## Point labeling dataset excerpts
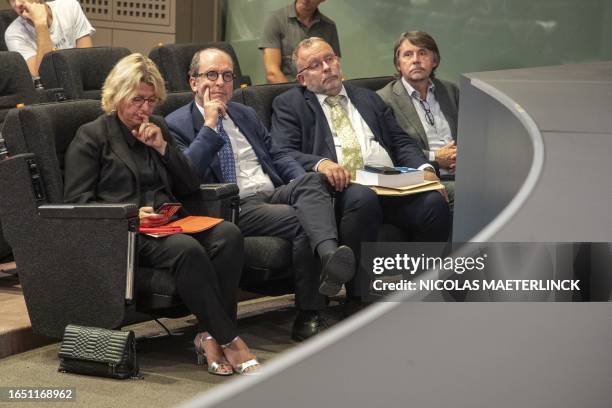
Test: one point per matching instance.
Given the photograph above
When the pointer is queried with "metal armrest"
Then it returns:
(215, 200)
(88, 211)
(245, 80)
(51, 95)
(217, 191)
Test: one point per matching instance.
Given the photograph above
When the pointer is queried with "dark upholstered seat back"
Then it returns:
(173, 62)
(260, 97)
(16, 84)
(373, 84)
(47, 132)
(80, 71)
(6, 18)
(174, 101)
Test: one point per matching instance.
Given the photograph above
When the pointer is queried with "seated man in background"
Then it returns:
(226, 142)
(285, 29)
(424, 106)
(43, 27)
(335, 129)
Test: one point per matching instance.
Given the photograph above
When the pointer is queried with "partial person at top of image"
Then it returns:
(285, 28)
(43, 27)
(427, 108)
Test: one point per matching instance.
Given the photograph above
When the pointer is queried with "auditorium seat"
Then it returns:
(372, 83)
(16, 84)
(173, 62)
(260, 98)
(80, 71)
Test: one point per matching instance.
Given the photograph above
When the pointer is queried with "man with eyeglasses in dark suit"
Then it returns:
(425, 106)
(226, 142)
(334, 129)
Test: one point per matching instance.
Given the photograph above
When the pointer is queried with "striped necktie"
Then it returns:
(351, 150)
(226, 156)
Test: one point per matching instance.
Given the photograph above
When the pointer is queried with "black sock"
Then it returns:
(327, 248)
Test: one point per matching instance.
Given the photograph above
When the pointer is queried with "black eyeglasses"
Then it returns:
(227, 76)
(318, 65)
(427, 109)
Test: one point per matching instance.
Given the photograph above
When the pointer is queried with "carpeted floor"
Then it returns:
(168, 363)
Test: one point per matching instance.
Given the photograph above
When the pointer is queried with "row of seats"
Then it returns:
(80, 73)
(76, 261)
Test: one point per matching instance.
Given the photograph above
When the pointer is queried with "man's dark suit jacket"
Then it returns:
(100, 168)
(201, 143)
(395, 95)
(299, 127)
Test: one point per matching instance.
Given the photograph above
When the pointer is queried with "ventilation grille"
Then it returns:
(97, 9)
(155, 12)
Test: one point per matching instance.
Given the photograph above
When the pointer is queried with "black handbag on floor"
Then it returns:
(100, 352)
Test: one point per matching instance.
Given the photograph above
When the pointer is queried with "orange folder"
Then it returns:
(187, 225)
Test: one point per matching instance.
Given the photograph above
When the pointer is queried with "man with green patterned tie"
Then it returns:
(335, 128)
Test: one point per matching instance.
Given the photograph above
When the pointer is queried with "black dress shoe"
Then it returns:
(338, 267)
(307, 324)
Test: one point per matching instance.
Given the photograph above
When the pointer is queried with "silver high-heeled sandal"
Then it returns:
(215, 367)
(243, 367)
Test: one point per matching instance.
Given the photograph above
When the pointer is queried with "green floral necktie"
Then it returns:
(351, 150)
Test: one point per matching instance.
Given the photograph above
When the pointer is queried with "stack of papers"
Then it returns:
(408, 177)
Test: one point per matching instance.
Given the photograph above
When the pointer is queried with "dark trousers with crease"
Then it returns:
(360, 212)
(302, 213)
(207, 268)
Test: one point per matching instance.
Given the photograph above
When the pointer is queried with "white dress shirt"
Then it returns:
(438, 134)
(250, 176)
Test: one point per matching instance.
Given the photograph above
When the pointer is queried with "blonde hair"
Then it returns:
(124, 78)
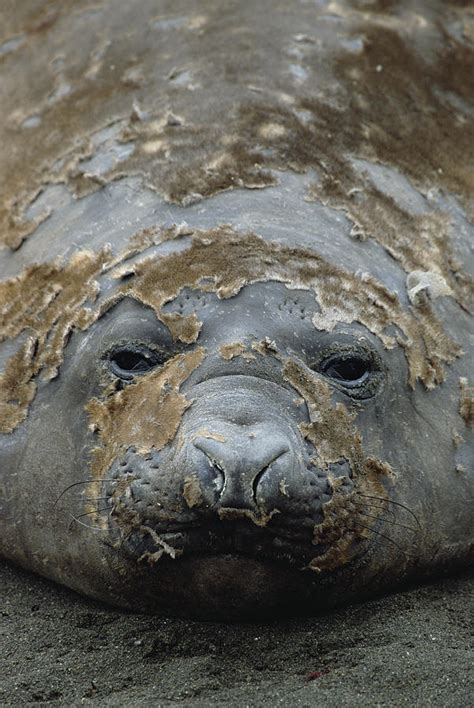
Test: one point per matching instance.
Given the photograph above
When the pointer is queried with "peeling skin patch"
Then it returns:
(420, 243)
(332, 432)
(466, 403)
(385, 103)
(192, 491)
(334, 436)
(48, 301)
(234, 349)
(223, 261)
(145, 415)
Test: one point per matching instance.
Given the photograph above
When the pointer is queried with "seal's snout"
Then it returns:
(243, 468)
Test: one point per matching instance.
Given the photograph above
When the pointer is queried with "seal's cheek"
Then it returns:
(237, 465)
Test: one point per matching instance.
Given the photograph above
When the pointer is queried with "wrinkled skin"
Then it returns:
(286, 449)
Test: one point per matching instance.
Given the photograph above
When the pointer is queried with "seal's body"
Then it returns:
(235, 301)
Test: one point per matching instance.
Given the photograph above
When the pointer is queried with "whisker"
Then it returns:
(377, 533)
(87, 513)
(366, 505)
(390, 501)
(75, 484)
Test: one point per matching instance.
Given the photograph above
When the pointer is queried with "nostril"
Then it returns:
(239, 464)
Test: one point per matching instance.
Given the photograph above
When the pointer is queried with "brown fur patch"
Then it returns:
(219, 260)
(466, 403)
(332, 432)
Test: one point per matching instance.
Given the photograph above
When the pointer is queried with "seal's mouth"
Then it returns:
(239, 538)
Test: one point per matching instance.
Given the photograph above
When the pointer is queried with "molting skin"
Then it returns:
(234, 353)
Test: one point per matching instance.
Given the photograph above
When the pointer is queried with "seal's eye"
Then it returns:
(350, 371)
(130, 361)
(357, 370)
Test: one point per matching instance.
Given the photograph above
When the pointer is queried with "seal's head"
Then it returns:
(218, 440)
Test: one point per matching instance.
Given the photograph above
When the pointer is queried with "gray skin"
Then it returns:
(233, 567)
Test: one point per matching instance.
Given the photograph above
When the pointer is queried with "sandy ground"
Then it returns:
(410, 649)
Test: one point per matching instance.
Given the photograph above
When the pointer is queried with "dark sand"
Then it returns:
(410, 649)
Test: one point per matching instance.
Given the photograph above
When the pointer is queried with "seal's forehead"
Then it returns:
(202, 101)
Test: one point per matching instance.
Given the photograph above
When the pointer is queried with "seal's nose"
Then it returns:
(232, 467)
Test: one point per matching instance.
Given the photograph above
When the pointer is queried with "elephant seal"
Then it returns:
(235, 300)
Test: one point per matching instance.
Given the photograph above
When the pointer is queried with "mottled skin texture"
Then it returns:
(214, 398)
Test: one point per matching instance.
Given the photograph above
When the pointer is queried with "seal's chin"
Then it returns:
(222, 570)
(224, 586)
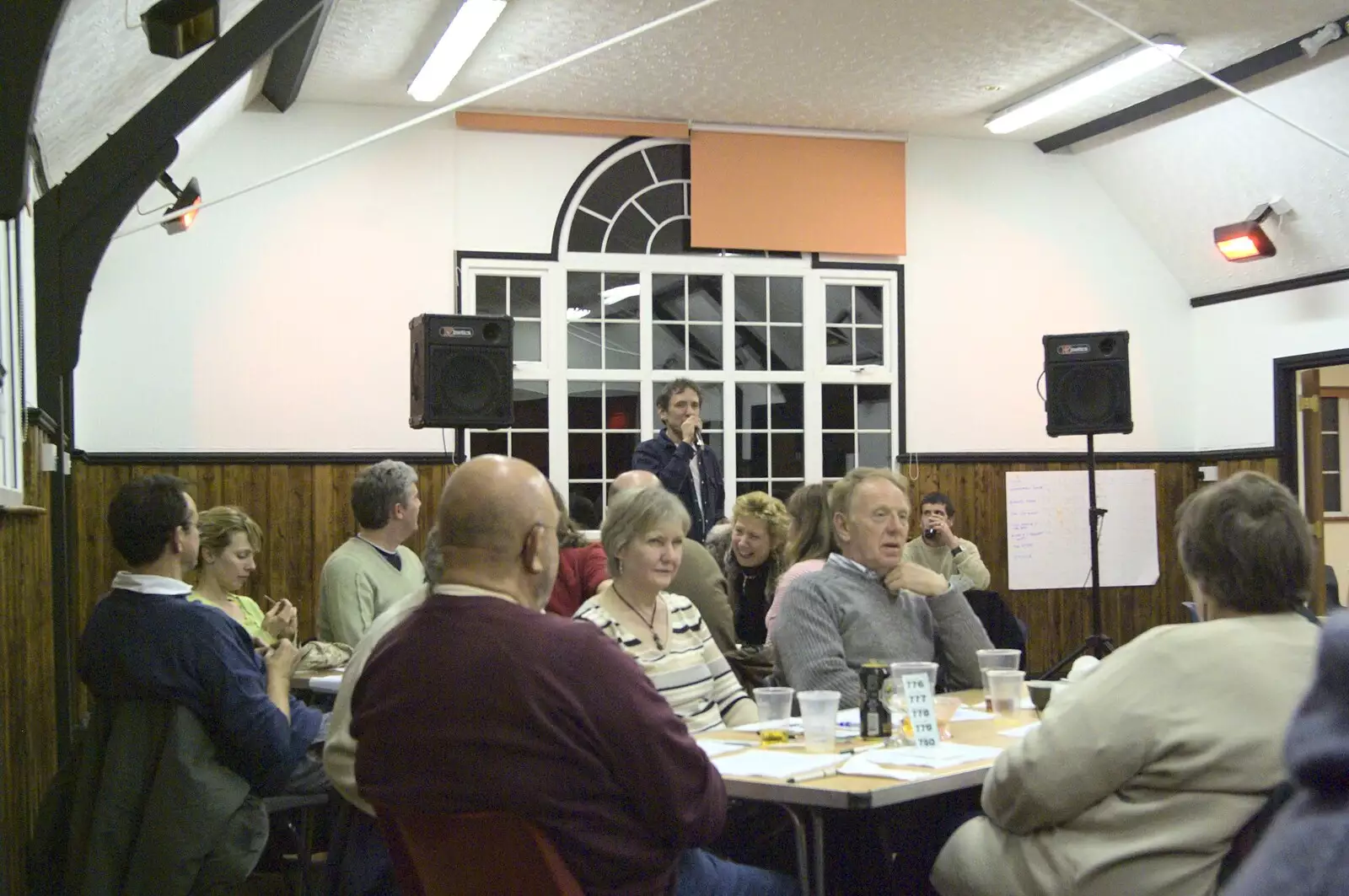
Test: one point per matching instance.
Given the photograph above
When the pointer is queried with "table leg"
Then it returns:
(818, 829)
(803, 857)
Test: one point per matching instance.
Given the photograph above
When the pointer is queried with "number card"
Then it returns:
(917, 691)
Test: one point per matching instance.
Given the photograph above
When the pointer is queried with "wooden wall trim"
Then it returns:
(114, 459)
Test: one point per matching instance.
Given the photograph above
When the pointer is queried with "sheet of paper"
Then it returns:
(966, 714)
(867, 768)
(793, 727)
(325, 683)
(1020, 732)
(944, 756)
(718, 748)
(775, 764)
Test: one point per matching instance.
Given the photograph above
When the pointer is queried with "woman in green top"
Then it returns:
(229, 545)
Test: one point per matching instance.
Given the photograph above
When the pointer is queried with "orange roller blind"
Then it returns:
(796, 193)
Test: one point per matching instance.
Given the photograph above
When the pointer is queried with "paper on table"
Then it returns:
(1020, 732)
(867, 768)
(718, 748)
(966, 714)
(944, 756)
(795, 727)
(325, 683)
(773, 764)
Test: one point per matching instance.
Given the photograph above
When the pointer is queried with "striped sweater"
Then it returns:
(690, 673)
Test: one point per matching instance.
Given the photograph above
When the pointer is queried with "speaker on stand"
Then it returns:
(463, 374)
(1086, 393)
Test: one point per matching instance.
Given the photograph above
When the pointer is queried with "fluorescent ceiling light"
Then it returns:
(620, 293)
(463, 35)
(1104, 78)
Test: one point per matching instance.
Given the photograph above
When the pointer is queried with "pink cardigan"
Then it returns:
(786, 579)
(579, 575)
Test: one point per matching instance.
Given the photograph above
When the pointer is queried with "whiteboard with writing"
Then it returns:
(1049, 543)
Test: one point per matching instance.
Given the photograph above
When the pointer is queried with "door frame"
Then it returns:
(1286, 408)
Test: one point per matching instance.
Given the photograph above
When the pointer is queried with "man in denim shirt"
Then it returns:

## Aim
Output the lines above in full and exactly as given, omitting any pictures.

## Final answer
Test: one point per matching instance.
Given the photograph above
When the pointer is queried with "metal armrest"
Then it returns:
(215, 200)
(88, 211)
(245, 80)
(51, 95)
(217, 191)
Test: one point per matching instance.
Given the photograph above
When the pointer is queried with "dark upholstered seat back"
Then it returns:
(173, 62)
(260, 97)
(16, 84)
(373, 84)
(47, 132)
(80, 71)
(6, 18)
(174, 101)
Test: one point per matching instance.
Given the photograph above
When the pointer is queried with "seated man in background"
Then it returns:
(226, 142)
(285, 29)
(424, 106)
(43, 27)
(335, 129)
Test: one point per matching instance.
Given the photograph above
When the pointer is queried with "partial person at top of image"
Then it returns:
(285, 28)
(43, 27)
(427, 108)
Test: one point per matching instance.
Given the photograph above
When the pointer is queried with "auditorium seat"
Then it returns:
(372, 83)
(16, 84)
(173, 62)
(260, 98)
(80, 71)
Test: one point per matching instance.
Given the photograph above
When the pointer is queried with "man with eyeglasses in dark suit"
Then it returns:
(425, 106)
(226, 142)
(334, 129)
Test: one point per matching instance.
Given the photograph above
When the pointer is queried with "striped necktie"
Then it returns:
(351, 150)
(226, 156)
Test: one point per matching instance.
Given the photograph above
When the pointer is queried with "black sock"
Then it returns:
(327, 248)
Test: one point per matching instance.
Given the photograph above
When the pointer is queried with "black eyeglasses"
Then it returns:
(227, 76)
(318, 65)
(427, 109)
Test: one point per matching instance.
Given the photograph above
When the pointer is queried with "carpeted floor"
Then it returns:
(168, 363)
Test: one point per matching instance.
Given the photograph above
When the pointer is queried with "row of seats"
Then it returns:
(80, 73)
(76, 261)
Test: one point per matching instance.
Given the photograph above
When the pointer is queried with "man's dark suit jacket"
Then it returns:
(100, 168)
(201, 143)
(395, 95)
(299, 127)
Test: one point per matching instance.
Given the photograph above
When the pointer is queried with "ventilation grille"
Then it returns:
(97, 9)
(155, 12)
Test: one point per matching instance.
Given the photograph above
When the pointer is queried with "black handbag on floor"
Then it returns:
(100, 352)
Test: one point per matching instance.
Given the photograph above
When the pointer is queried with "orange folder"
Then it returns:
(187, 225)
Test: one point per matching instance.
Given the photograph above
When the pointer is queried with "man with green patterned tie"
Then it returns:
(335, 128)
Test: one point per matching instance.
Given the photograph above
When the pointer is queried with "black dress shoe"
Then it returns:
(338, 267)
(307, 324)
Test: one point per matching instance.
Given the photograph above
When the pointer is queried with "silver high-heeled sandal"
Then it returns:
(215, 367)
(243, 367)
Test: one point per matching instance.
Given the photograph above
When the pointer is queried with "green floral necktie"
Then it returns:
(351, 150)
Test: one point per matching instance.
Given the photograph above
When the pointer is queried with "stack of papers"
Then it returns:
(408, 177)
Test: one point per matching instance.
Given the photograph above
When the pointer is queried with "dark trousers with crease"
Then it returns:
(360, 212)
(302, 213)
(207, 268)
Test: one point per matching instance.
Given the photograph above
When the pointer is queried with "white dress shirt"
Then it returns:
(438, 134)
(250, 176)
Test: one point per matching instance.
Given the photograph above
When the pointer is queried with "blonde hair"
Then it returns:
(124, 78)
Test: one point per matching instance.
Given the photograph above
When the pointer is queried with "peeling skin patch"
Then it returns:
(420, 243)
(332, 432)
(466, 403)
(385, 103)
(192, 491)
(334, 436)
(48, 301)
(234, 349)
(223, 261)
(145, 415)
Test: one point per matching instance.
Given the photograph above
When the pointer is queried with "seal's snout"
Then it returns:
(243, 468)
Test: one point per matching instance.
Given the photograph above
When the pointer is queried with "seal's cheek"
Then it returns:
(237, 465)
Test: one point per matching instance.
Given the photograph above
When the pointer is queried with "wrinkled skin"
Then it returns:
(286, 449)
Test: one point per matching instance.
Given the photograph above
When the pointer is queried with "seal's body"
Then it returns:
(235, 301)
Test: one point per matching instance.
Given the photograph above
When the pointer is queried with "whisker"
Then it returns:
(377, 533)
(87, 513)
(366, 505)
(390, 501)
(75, 484)
Test: one point per matching instance.
Given the photograph above
When the pointer is queried with "nostril"
Then it returns:
(239, 464)
Test: one point per matching instance.
Given the photograph above
When the pointer is queried with "brown fur patch"
Then it returns:
(219, 260)
(466, 403)
(332, 432)
Test: one point per matching instance.
Given the photograph above
When the pointer is queried with "seal's mouth"
Then it returns:
(239, 538)
Test: one point per matching instance.
Given the photograph above
When the pointer is queried with "molting skin"
Then it returns:
(234, 353)
Test: one point per matching instance.
Given the photograph above
When the pointer is queried with "seal's eye"
Then it returns:
(350, 371)
(130, 361)
(357, 370)
Test: one point per matching instance.
Given the photograph above
When the pointer is queried with "seal's head"
Then it returns:
(218, 440)
Test: one point per matching instance.
Given the photograph above
When the pointer is queried with "gray skin"
Then it returns:
(233, 567)
Test: one point per matching instance.
Given the photograph above
When the pointer is queried with "sandy ground"
Then it returns:
(410, 649)
Test: one point per matching instance.
Given the photograph above
When the pointer is queried with "dark sand"
Then it returns:
(410, 649)
Test: one point per matching instance.
Given the photograph above
When the pointer is queried with "seal's forehead"
Then it returns:
(202, 101)
Test: one point per matching instance.
Given the photograph above
When the pointer is queried with "seal's nose"
Then it returns:
(232, 467)
Test: one point per matching instance.
Given the photograph above
When the pointer is queried with "elephant seal"
Then it returns:
(235, 300)
Test: one point per matching instance.
Given the photograph above
When the pointer is queried with "mottled skin texture"
Then it returns:
(214, 398)
Test: one point per matching instance.
Given the photograph above
When the pointer is queried with "seal's chin"
Then it returns:
(222, 570)
(224, 586)
Test: one point per matching instance.
Given the photograph above
When the pointer is queried with "table leg"
Then it returns:
(818, 829)
(803, 857)
Test: one point per matching instance.
Given the photograph above
When the pointer is queried with "number card"
Then it returns:
(917, 691)
Test: one point per matching instance.
Given the photograph above
When the pointer is queried with "wooden wall trim"
Then it returns:
(114, 459)
Test: one point per matching instance.
Given the photograph above
When the pointer is queried with "sheet of paper"
Then it returns:
(966, 714)
(867, 768)
(793, 727)
(325, 683)
(1020, 732)
(944, 756)
(718, 748)
(775, 764)
Test: one point per matching instance.
Given the photograph above
When the pointer is queried with "woman in green top"
Then it returns:
(229, 545)
Test: one point per matching instance.
Given the photograph above
When the pointer is queried with "orange roller blind"
Then it returns:
(796, 193)
Test: one point per matching instance.
Given the photograph above
When the pointer is queried with "paper on table"
Then it returns:
(1020, 732)
(867, 768)
(718, 748)
(966, 714)
(944, 756)
(795, 727)
(325, 683)
(773, 764)
Test: one point per matching instance.
Given the photograph above
When the pointer is queried with "striped sweater"
Then it returns:
(690, 673)
Test: one point per matching instance.
Given the photograph above
When the pointer is queried with "speaker on stand"
Then it returns:
(463, 374)
(1086, 393)
Test: one point per matching instance.
Given the photograph above
When the pointer is queried with "fluorescent ceiling light"
Then it returns:
(620, 293)
(463, 35)
(1104, 78)
Test: one point per matching instance.
Given the photograph above
When the pointer is queried with "pink cardigan"
Then it returns:
(786, 579)
(579, 575)
Test: one point per matching instance.
Given the photograph above
When the pointer is queried with "whiteboard with writing"
Then it returns:
(1049, 543)
Test: one point per matching instance.
Given the photograph above
When the pointer is queried with "door frame"
Then it returns:
(1286, 408)
Test: one point per matching instance.
Given the photograph above
When the pointer is queried with "man in denim shirt"
Then it returns:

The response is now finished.